**ASSIGNMENT:**
Answer these questions about the passage on hierarchical mixture-of-experts models:
1. Which two functions are named for multi-level gating?
2. What two measures help mitigate computational overhead?
3. What term is used for experts that are underutilized?

**SELECTED PASSAGE:**
Empirical findings universally support the use of hierarchical mixtures for enhanced generalization, parameter efficiency, and alignment with task structure. Hierarchical expert-rank scheduling, multi-level gating with Laplace or softmax functions, and cross-modal cross-attention enable fine adaptation to the complexity and heterogeneity of modern data.

6. Limitations, Open Problems, and Design Considerations

Despite their efficacy, HMoE models present several design and deployment considerations:

• Computational Overhead: Additional gating networks and dynamic routing logic may increase inference time and memory requirements, though sparsification (top-K routing) and batch grouping help mitigate this (Cong et al., 6 Feb 2025).
• Expert Collapse and Load Imbalance: Without regularization, some experts may be underutilized ("dead"); purpose-built regularizers are necessary to enforce load balancing (Li et al., 25 Oct 2024, İrsoy et al., 2018, Du et al., 5 Dec 2025).
• Hyperparameter Sensitivity: Performance depends on expert count, rank (in neural MoEs), hierarchy depth, and allocation strategy, often requiring cross-validation or policy search (Cong et al., 6 Feb 2025, Nguyen et al., 3 Oct 2024).

**PROVIDED MATERIAL:**
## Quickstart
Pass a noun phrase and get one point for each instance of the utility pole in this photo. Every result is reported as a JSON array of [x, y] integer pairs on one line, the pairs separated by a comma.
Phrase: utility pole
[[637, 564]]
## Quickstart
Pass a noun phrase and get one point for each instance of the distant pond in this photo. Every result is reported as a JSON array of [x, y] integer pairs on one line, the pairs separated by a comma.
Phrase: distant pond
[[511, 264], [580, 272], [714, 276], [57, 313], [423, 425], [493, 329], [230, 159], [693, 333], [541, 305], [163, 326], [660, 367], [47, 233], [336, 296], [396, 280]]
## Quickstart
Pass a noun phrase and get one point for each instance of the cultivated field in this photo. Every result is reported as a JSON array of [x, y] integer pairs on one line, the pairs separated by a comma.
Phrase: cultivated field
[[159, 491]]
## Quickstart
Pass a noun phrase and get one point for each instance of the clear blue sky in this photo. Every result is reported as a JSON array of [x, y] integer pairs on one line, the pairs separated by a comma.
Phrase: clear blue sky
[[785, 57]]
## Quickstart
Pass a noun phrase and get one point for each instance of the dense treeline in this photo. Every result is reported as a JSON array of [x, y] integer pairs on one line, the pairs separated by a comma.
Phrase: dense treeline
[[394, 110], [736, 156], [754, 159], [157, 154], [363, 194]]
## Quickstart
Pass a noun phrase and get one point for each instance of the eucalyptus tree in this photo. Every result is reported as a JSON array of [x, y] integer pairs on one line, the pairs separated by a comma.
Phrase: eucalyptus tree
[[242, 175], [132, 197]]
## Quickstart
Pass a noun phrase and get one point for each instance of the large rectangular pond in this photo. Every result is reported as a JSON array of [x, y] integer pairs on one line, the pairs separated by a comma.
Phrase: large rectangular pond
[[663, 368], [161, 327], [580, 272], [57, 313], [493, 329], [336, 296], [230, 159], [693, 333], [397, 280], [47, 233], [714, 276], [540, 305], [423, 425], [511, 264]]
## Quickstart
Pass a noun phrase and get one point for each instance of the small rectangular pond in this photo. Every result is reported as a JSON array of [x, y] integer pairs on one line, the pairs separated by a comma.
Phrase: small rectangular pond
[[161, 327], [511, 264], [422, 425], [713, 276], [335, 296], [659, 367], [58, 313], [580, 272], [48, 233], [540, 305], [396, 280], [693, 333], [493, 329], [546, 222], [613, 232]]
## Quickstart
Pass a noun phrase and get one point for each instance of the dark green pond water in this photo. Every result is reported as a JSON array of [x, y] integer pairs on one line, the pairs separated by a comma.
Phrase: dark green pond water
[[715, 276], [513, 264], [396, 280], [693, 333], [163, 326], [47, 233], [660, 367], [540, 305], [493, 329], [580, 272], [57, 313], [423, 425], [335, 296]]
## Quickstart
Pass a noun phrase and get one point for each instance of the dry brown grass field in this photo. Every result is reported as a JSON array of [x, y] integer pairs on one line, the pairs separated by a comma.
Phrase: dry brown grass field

**ANSWER SECTION:**
1. Laplace and softmax functions.
2. Sparsification (top-K routing) and batch grouping.
3. "Dead."